** PROBLEM DESCRIPTION **
Give the listing again in full, exactly as written.

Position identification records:
▼
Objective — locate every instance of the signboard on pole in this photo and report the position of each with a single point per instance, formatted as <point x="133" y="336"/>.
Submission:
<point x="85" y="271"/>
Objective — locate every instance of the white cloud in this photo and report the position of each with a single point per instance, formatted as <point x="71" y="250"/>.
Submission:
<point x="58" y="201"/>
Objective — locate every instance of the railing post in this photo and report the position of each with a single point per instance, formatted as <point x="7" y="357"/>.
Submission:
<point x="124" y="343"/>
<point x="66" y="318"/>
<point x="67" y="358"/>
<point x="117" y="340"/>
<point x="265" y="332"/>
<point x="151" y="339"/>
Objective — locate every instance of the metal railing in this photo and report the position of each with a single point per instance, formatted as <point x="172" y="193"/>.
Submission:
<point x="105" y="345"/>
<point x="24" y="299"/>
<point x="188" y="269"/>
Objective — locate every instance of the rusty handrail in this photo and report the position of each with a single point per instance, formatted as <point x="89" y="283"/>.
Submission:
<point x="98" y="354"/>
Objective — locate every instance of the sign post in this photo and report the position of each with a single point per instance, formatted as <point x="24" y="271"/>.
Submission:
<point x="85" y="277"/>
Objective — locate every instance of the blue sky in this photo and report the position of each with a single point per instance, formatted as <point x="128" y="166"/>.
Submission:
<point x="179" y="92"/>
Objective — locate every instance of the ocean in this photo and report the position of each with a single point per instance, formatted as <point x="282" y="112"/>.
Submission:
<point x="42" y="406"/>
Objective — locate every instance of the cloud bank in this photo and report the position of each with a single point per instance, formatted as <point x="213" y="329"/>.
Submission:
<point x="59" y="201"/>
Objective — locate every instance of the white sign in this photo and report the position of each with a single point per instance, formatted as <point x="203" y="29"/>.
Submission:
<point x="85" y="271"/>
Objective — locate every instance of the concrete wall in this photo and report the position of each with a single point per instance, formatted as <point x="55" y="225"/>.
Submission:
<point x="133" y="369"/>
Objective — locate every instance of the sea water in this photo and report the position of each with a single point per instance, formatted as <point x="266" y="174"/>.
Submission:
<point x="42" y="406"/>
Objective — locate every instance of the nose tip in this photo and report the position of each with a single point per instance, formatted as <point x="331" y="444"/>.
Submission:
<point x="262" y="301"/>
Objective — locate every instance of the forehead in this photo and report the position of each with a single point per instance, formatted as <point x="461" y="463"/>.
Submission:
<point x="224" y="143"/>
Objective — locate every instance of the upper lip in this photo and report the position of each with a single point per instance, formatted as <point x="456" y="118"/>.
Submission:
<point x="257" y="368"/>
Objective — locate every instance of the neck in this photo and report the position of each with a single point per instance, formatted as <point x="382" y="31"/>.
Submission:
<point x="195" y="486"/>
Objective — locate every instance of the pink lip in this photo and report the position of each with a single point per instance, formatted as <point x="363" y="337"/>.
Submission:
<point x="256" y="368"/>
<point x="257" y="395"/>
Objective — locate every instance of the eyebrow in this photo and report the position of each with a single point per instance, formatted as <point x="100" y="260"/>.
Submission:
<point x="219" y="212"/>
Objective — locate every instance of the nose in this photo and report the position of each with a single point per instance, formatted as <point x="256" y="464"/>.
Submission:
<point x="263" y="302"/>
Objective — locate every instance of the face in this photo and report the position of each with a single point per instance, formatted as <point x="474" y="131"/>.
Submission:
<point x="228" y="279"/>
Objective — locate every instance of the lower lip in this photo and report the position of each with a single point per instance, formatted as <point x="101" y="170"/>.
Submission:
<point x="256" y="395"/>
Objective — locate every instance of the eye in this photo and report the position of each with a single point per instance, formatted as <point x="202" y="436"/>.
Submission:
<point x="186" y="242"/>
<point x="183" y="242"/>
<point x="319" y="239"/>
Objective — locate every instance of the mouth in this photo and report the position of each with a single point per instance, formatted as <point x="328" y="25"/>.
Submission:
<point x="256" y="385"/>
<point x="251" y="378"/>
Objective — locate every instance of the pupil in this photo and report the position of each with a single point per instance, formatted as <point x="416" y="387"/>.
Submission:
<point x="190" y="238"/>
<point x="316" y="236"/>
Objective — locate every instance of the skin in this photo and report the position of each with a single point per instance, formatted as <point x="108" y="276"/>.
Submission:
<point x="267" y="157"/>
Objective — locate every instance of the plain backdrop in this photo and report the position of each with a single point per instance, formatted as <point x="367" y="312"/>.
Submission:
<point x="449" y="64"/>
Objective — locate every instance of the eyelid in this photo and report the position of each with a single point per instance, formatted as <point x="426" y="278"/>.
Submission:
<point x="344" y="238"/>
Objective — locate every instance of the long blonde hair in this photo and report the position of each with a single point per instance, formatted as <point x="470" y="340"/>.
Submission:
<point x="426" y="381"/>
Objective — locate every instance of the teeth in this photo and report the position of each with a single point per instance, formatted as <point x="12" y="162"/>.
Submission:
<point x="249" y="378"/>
▲
** FINISHED ANSWER **
Objective — locate every instance of the signboard on pole in this photo and report the position of each with a single point per instance, formatted as <point x="133" y="336"/>.
Submission:
<point x="85" y="271"/>
Objective — locate every instance of the white cloud in this photo and report the position of each with a single point per instance, formatted as <point x="71" y="250"/>.
Submission:
<point x="58" y="201"/>
Objective — locate every instance of the railing post in this photo and report the position of each with a single point per instance, formatted as <point x="7" y="357"/>.
Submission:
<point x="124" y="343"/>
<point x="66" y="318"/>
<point x="67" y="358"/>
<point x="117" y="340"/>
<point x="265" y="332"/>
<point x="151" y="339"/>
Objective — locate every instance of the metal railing in this photo and report the position of each with a single point per instance, formatted as <point x="172" y="193"/>.
Submission:
<point x="105" y="345"/>
<point x="24" y="299"/>
<point x="188" y="269"/>
Objective — locate every instance of the rusty handrail in this photo and report the position of each with a single point per instance, formatted as <point x="89" y="283"/>.
Submission:
<point x="98" y="354"/>
Objective — locate every instance of the sign post in this photo and report the position of each with a single point per instance, formatted as <point x="24" y="271"/>.
Submission:
<point x="85" y="277"/>
Objective — locate every instance of the blue sky in this photo and report the position of each with a single point per instance, formatted as <point x="128" y="166"/>.
Submission:
<point x="179" y="92"/>
Objective — locate every instance of the ocean in this photo and report the position of each with a single point per instance, formatted as <point x="282" y="112"/>.
Submission:
<point x="42" y="406"/>
Objective — locate every instance of the cloud bank in this photo and report the position of each with a single point per instance, formatted as <point x="213" y="329"/>.
Submission:
<point x="59" y="201"/>
Objective — locate every instance of the white sign in this photo and report the position of each with a single point per instance, formatted as <point x="203" y="29"/>.
Submission:
<point x="85" y="271"/>
Objective — locate every instance of the concrete wall in this photo and report the position of each with a single point per instance, formatted as <point x="55" y="225"/>.
Submission:
<point x="133" y="369"/>
Objective — locate every instance of the sea water in this photo and report the position of each with a single point per instance, formatted as <point x="266" y="174"/>.
Submission:
<point x="42" y="406"/>
Objective — locate every instance of the nose tip in this photo and report the position of each with a single point per instance, formatted as <point x="331" y="444"/>.
Submission:
<point x="262" y="301"/>
Objective — locate every instance of the forehead in this photo and report the position of each with a single point per instance, formatted as <point x="461" y="463"/>.
Submission:
<point x="224" y="143"/>
Objective — locate every instance of the upper lip in this photo and report the position of each with a single point per instance, formatted as <point x="456" y="118"/>.
Submission:
<point x="257" y="368"/>
Objective — locate every instance of the neck in this photo and report the position of each with a single point per instance, formatted as <point x="382" y="31"/>.
Submission:
<point x="195" y="486"/>
Objective — locate every instance of the pink lip in this photo and report the position of each with a single point per instance, formatted as <point x="363" y="337"/>.
Submission:
<point x="256" y="368"/>
<point x="257" y="395"/>
Objective — locate every instance of the eyebrow in this photo and report the position of each with a single point per instance, formatted as <point x="100" y="260"/>.
Submission:
<point x="219" y="212"/>
Objective — locate every instance of the nose in this photo and report the position of each with a single point per instance, formatted as <point x="256" y="464"/>.
Submission:
<point x="263" y="302"/>
Objective — locate every instance of the face in this photo and report the position of each with a single point per instance, formatted as <point x="474" y="131"/>.
Submission:
<point x="228" y="279"/>
Objective — locate every instance of the lower lip in this photo and report the position of each with a single point per instance, formatted as <point x="101" y="170"/>.
Submission:
<point x="256" y="395"/>
Objective — locate every instance of the eye in this photo and report the position of each with a single point per instance, formatted as <point x="202" y="436"/>.
Submission:
<point x="186" y="242"/>
<point x="183" y="242"/>
<point x="319" y="239"/>
Objective — locate every instance of the mouth in this photo and report the position of each with a single point per instance, formatted as <point x="328" y="25"/>.
Submission:
<point x="256" y="385"/>
<point x="251" y="378"/>
Objective — locate every instance of the pupil in this photo and report the position of each with a single point per instance, formatted as <point x="416" y="387"/>.
Submission:
<point x="190" y="238"/>
<point x="316" y="236"/>
Objective — locate every instance of the skin in this photo and report the position of each with a single point per instance, formatted as <point x="108" y="276"/>.
Submission:
<point x="267" y="157"/>
Objective — locate every instance of the plain backdrop in this photo and report the position of each with a single point per instance, formatted as <point x="367" y="312"/>.
Submission:
<point x="449" y="64"/>
Objective — locate every instance of the eyelid in this photo and report the position of each with a single point per instance, formatted as <point x="426" y="278"/>.
Submission:
<point x="344" y="238"/>
Objective — locate every instance of the long blonde hair in this photo and report the position of each with a single point per instance, formatted as <point x="470" y="340"/>.
Submission:
<point x="426" y="381"/>
Objective — locate every instance of the teeth in this photo and report the position of each with a single point per instance, formatted as <point x="12" y="162"/>.
Submission:
<point x="249" y="378"/>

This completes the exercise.